┌─ Extrait du texte

Annie Ernaux
Passion simple (1992)
Nous avons lu ce livre en avril 1992.
Nous lirons
Les Années en 2008 et La
place et Une femme
en janvier 2019. Le
groupe de Tenerife lira Mémoire
de fille en 2020.
(La veille de notre séance sur
Passion simple, Claire assiste au Centre Pompidou à une
rencontre d'écrivains, dont Annie Ernaux, et ose l'inviter pour
le lendemain à participer à notre séance :
Annie Ernaux décline l'invitation, mais souhaite recevoir nos réactions
à la lecture de son livre. En dépit de la violence de certains
avis, ceux-ci sont retranscrits tels quels et transmis par courrier à
Annie Ernaux ; en 1992, nous n'avons pas encore ce site qui existera
à partir de 2000. Annie Ernaux nous répond rapidement :
le texte de sa lettre figure après nos avis.)
Marie-Christine
Je n'ai pas aimé. Le sujet me paraît banal et je n'ai pas
trouvé du nouveau. J'attendais des mots magiques. Je suis très
déçue par le style. Je suis déçue par la tournure
des choses. Elle aurait pu romancer : pourquoi ce serait autobiographique
à 100% ? Aucune phrase ne me reste.
Claire
Tu es encore en train de reprocher à un livre de ne pas être
comme tu voudrais qu'il soit
Fernando
Ce livre me rend mieux sensible aux femmes. Cette passion me semble loin
d'être simple. C'est un livre plutôt sur la rédaction
d'un livre que sur un passé. N'oublions pas que l'écrivain
vit des expériences pour écrire. Les
deux premières pages sont géniales ; ça
fait longtemps qu'un livre français ne m'avait pas ouvert l'appétit
comme ça. La femme est presque borderline. Il y a une présence
étonnante de la ville. Et une sobriété. Il y a beaucoup
de détails sur l'homme perspicaces, avec le problème du
langage, et une sensibilité pour comprendre l'homme. Cette relation
adultérine est très touchante. Avec ce début du film
porno, elle souligne qu'il faut mettre son jugement moral entre parenthèses.
Elle-même ne la juge pas. L'homme lui avait demandé de ne
pas écrire sur lui, quelle naïveté. C'est un regard
de femme très intelligent, très sensible ; elle reste
consciente de la durée limitée de la relation. La question
qui m'intéresse le plus : qu'est-ce qui fait qu'elle a cette
relation avec cet homme ? Le plaisir, je ne crois pas ; la souffrance
pèse plus fort que le plaisir. Ce livre a été écrit
avec une langue très belle.
Monique
Je l'ai lu une première fois et je n'ai pas aimé. Je l'ai
lu une deuxième fois et je ne l'ai pas aimé. Dans La
place, j'avais aimé la façon dont elle parlait des
choses qu'on tait. Cette écriture, est-ce qu'on peut la dire minimaliste ?

└─
┌─ Lignes recensées

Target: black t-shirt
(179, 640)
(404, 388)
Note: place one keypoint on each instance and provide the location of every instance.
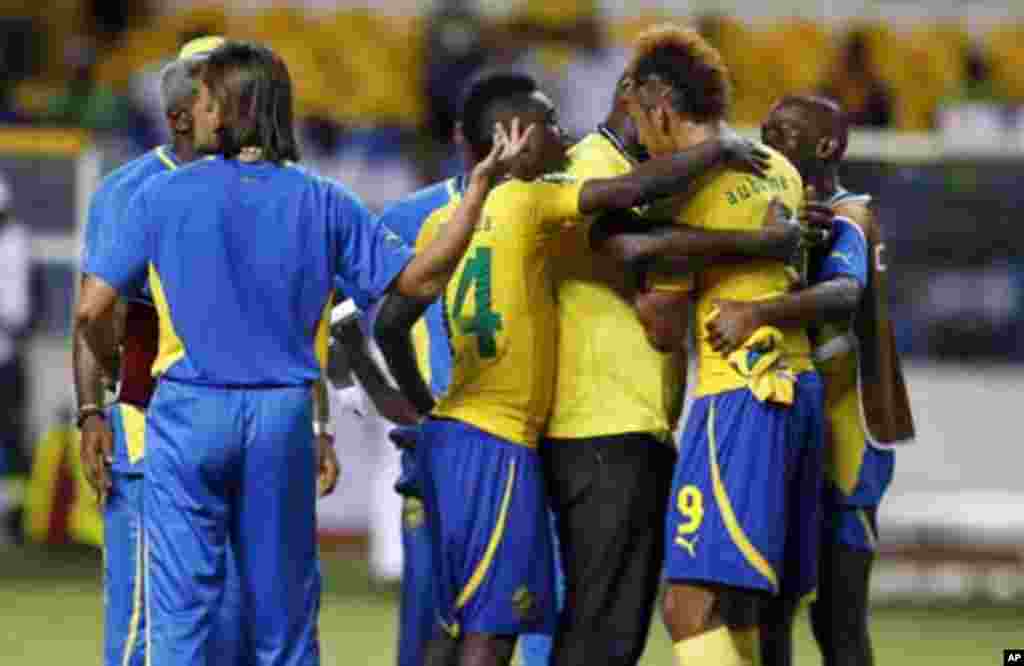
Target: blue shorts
(417, 616)
(745, 504)
(231, 468)
(851, 521)
(491, 530)
(124, 583)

└─

Consigne: Recopiez sans rien changer le passage de l'extrait sur Passion simple qui commence à « Elle-même ne la » et se termine à « dire minimaliste ? ».

Réponse:
Elle-même ne la juge pas. L'homme lui avait demandé de ne
pas écrire sur lui, quelle naïveté. C'est un regard
de femme très intelligent, très sensible ; elle reste
consciente de la durée limitée de la relation. La question
qui m'intéresse le plus : qu'est-ce qui fait qu'elle a cette
relation avec cet homme ? Le plaisir, je ne crois pas ; la souffrance
pèse plus fort que le plaisir. Ce livre a été écrit
avec une langue très belle.
Monique
Je l'ai lu une première fois et je n'ai pas aimé. Je l'ai
lu une deuxième fois et je ne l'ai pas aimé. Dans La
place, j'avais aimé la façon dont elle parlait des
choses qu'on tait. Cette écriture, est-ce qu'on peut la dire minimaliste ?